■ **Textauszug**:
* * *
Die Lagerhalle öffnete sich durch ein großes Tor in Richtung Quai und Garonne. Von hinten her fiel Licht aus einem Lichtschacht in die Halle. Der ungefähr runde Schacht verband Vorderhaus und Hinterhaus mit einander. Die Wände des Lichtschachtes bestanden aus sehr langen, schmalen Planken. Ich erfuhr, dass es Schiffsplanken waren, solche, aus denen das Deck eines der alten Segelschiffe gezimmert wurde. So halfen also die Schiffszimmerleute auch beim Hausbau. Aus dem dritten Stock des Lichtschachtes hing ein Seil herunter: an einem solchen Seil hievte man die Waren in die höher gelegenen Lagerräume hinauf. Ab dem ersten Stock gab es auch Wohnräume. In einem anderen alten Haus, wo der Innenhof ein wenig größer war und nicht gedeckt, sah ich vom Innenhof her eine offene Treppe in die oberen Stockwerke führen, offen, weil sie von Steinbögen flankiert war. Wie überall waren es die blonden Steine, Sandstein, würde ich sagen, hier nennen sie es "du calcaire".

Samstag und sonntag war ich von der Übersetzerin meiner Texte in ihr Haus im Périgord eingeladen. "Le Périgord noir" nennen sie die Landschaft, obwohl ich selten eine schönere, leuchtendere, abwechslungsreichere Landschaft gesehen habe. Warum noir, schwarz? fragte ich. Wegen der vielen Wälder, hieß die Antwort, dort ist es dunkel.
* * *
[Auszüge aus Datensätzen zur Punktmarkierung]

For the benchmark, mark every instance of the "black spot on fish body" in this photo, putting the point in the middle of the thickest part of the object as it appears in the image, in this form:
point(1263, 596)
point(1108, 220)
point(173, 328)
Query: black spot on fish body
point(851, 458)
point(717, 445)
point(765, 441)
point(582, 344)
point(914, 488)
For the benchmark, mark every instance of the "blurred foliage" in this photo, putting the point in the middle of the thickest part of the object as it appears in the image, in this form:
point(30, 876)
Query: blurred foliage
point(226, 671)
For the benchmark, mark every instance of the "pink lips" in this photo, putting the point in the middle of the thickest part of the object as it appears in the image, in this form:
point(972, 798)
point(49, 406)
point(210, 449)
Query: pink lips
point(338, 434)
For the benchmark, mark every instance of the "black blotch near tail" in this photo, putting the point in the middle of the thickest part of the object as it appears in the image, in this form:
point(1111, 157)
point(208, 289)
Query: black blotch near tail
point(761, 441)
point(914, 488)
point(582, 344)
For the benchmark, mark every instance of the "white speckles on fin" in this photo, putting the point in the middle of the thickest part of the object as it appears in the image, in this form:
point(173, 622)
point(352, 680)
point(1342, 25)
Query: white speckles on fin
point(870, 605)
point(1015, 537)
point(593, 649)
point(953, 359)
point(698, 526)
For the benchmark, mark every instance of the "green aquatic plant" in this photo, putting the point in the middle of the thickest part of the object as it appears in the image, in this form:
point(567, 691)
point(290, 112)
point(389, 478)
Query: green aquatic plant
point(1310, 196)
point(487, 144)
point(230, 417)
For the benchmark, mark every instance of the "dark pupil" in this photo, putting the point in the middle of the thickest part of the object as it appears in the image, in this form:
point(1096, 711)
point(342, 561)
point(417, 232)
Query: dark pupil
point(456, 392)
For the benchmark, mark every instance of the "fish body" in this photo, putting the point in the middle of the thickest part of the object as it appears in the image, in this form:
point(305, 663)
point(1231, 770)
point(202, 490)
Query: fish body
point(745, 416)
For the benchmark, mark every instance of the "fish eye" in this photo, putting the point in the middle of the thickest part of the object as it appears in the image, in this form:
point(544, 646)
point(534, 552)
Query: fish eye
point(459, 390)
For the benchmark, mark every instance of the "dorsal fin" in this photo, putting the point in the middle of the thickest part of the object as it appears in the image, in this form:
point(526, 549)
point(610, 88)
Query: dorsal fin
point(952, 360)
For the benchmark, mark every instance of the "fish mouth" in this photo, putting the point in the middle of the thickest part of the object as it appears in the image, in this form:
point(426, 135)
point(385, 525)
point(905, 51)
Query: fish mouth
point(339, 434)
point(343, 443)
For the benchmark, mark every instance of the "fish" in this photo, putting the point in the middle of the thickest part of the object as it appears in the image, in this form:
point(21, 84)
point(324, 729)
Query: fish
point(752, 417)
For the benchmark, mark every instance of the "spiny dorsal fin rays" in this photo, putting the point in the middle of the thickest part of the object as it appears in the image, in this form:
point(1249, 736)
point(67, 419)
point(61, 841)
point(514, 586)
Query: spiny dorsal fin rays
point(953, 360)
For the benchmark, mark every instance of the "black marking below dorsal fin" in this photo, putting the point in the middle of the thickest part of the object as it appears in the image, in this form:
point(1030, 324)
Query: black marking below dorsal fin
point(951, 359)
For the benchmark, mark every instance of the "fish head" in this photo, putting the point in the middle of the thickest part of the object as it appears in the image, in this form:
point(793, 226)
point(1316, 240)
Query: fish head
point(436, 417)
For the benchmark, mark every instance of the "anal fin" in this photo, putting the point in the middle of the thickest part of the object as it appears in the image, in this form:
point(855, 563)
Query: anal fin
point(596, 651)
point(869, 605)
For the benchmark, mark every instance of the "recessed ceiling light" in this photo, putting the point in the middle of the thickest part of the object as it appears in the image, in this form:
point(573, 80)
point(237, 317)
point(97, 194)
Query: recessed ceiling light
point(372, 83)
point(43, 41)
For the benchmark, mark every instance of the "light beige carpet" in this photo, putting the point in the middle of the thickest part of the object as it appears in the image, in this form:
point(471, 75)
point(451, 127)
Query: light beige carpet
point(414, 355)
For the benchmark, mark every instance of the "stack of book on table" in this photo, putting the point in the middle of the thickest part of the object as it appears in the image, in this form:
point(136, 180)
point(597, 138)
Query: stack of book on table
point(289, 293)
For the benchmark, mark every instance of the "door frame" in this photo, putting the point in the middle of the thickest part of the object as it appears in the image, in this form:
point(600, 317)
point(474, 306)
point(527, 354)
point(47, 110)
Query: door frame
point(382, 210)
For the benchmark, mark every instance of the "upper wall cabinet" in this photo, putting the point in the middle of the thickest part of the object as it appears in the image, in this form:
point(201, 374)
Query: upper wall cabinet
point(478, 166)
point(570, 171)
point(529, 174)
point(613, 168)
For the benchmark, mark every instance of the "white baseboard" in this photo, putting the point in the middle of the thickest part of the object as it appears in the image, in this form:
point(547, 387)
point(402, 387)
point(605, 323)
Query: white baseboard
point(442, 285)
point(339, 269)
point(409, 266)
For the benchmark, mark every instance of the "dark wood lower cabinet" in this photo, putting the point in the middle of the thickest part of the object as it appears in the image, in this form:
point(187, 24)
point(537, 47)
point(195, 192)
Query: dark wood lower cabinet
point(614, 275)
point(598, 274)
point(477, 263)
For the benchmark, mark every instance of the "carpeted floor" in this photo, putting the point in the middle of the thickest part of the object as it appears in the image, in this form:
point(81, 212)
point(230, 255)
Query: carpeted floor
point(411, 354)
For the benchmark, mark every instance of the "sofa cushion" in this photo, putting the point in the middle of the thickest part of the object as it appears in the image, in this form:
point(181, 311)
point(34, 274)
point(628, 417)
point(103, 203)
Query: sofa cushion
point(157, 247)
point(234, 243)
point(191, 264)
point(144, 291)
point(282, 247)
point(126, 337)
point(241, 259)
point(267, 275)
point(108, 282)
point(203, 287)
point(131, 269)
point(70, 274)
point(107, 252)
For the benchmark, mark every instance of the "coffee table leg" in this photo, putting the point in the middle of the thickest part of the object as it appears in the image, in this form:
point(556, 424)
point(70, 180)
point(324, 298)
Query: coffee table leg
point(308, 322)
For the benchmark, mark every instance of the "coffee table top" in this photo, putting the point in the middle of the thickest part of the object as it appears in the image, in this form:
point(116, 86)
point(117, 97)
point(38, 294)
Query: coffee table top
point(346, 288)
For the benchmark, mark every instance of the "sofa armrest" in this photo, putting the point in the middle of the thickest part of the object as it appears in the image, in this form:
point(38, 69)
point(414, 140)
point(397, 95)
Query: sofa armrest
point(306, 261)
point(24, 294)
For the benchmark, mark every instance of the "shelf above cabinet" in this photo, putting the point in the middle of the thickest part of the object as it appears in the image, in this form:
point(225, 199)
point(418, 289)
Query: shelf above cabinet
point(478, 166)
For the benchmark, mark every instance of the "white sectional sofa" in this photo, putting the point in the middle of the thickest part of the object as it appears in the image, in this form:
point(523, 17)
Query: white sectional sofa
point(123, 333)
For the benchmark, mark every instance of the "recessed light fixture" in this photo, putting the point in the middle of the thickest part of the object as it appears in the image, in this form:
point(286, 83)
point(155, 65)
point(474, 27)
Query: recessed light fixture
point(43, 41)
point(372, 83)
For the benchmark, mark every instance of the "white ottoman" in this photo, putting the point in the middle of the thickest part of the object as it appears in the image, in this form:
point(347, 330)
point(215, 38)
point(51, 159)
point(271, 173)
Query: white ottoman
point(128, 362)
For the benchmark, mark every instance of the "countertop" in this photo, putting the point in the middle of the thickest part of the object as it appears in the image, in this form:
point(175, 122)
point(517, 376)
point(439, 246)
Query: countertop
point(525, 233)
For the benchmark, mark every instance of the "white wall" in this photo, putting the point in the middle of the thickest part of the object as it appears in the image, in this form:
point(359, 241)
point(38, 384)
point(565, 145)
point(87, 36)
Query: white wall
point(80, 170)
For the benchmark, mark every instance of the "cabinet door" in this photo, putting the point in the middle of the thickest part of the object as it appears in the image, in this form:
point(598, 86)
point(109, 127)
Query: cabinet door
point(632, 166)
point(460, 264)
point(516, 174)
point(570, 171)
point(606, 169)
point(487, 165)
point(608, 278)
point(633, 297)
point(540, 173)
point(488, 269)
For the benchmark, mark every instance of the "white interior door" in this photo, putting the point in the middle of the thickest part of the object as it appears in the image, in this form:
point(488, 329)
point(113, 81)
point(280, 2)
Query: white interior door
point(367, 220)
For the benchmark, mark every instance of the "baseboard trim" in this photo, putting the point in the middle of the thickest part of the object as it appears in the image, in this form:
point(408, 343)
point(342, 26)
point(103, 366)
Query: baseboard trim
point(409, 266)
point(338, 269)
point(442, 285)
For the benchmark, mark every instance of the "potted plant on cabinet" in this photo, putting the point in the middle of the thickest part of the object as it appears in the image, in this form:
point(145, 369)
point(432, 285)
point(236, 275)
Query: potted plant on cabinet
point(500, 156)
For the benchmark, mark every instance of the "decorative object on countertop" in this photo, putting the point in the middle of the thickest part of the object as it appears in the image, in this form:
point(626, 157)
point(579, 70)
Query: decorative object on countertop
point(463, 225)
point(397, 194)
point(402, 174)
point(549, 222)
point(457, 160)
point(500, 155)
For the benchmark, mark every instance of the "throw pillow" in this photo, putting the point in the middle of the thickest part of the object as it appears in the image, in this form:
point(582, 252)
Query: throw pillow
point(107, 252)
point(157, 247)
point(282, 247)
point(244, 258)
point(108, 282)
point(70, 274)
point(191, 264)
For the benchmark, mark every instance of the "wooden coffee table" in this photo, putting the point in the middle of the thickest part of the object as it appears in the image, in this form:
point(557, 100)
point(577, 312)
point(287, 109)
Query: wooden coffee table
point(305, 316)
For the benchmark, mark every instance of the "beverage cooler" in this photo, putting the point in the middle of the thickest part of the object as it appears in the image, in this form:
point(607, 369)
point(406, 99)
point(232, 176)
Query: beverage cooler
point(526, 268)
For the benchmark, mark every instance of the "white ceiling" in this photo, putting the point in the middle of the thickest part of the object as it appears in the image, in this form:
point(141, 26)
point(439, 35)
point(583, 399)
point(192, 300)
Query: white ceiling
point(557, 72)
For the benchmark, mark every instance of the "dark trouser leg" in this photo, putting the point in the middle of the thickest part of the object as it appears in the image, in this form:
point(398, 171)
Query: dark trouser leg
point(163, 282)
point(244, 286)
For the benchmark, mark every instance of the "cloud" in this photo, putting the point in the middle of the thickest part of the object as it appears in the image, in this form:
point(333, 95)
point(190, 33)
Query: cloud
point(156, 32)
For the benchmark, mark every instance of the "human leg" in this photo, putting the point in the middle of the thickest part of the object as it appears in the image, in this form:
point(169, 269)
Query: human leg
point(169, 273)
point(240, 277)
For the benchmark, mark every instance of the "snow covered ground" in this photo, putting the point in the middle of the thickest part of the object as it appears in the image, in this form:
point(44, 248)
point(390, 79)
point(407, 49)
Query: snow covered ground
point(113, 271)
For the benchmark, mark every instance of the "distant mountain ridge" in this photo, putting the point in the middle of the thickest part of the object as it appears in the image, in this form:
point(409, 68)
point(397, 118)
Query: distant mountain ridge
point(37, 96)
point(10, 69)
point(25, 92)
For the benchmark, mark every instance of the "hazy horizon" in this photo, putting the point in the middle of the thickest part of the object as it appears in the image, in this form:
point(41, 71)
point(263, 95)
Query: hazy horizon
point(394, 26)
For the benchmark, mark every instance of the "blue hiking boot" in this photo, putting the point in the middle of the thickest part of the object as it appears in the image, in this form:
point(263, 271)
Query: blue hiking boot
* * *
■ **Aufgaben**:
a) Gib den Abschnitt aus dem Textauszug wieder, der mit "Samstag und sonntag" beginnt und bis "ist es dunkel." reicht.
b) Schreib die Datensätze von ihrem Anfang bis einschließlich der Zeile mit "point(226, 671)" genau ab.

■ **Lösungen**:
a)
Samstag und sonntag war ich von der Übersetzerin meiner Texte in ihr Haus im Périgord eingeladen. "Le Périgord noir" nennen sie die Landschaft, obwohl ich selten eine schönere, leuchtendere, abwechslungsreichere Landschaft gesehen habe. Warum noir, schwarz? fragte ich. Wegen der vielen Wälder, hieß die Antwort, dort ist es dunkel.

b)
For the benchmark, mark every instance of the "black spot on fish body" in this photo, putting the point in the middle of the thickest part of the object as it appears in the image, in this form:
point(1263, 596)
point(1108, 220)
point(173, 328)
Query: black spot on fish body
point(851, 458)
point(717, 445)
point(765, 441)
point(582, 344)
point(914, 488)
For the benchmark, mark every instance of the "blurred foliage" in this photo, putting the point in the middle of the thickest part of the object as it appears in the image, in this form:
point(30, 876)
Query: blurred foliage
point(226, 671)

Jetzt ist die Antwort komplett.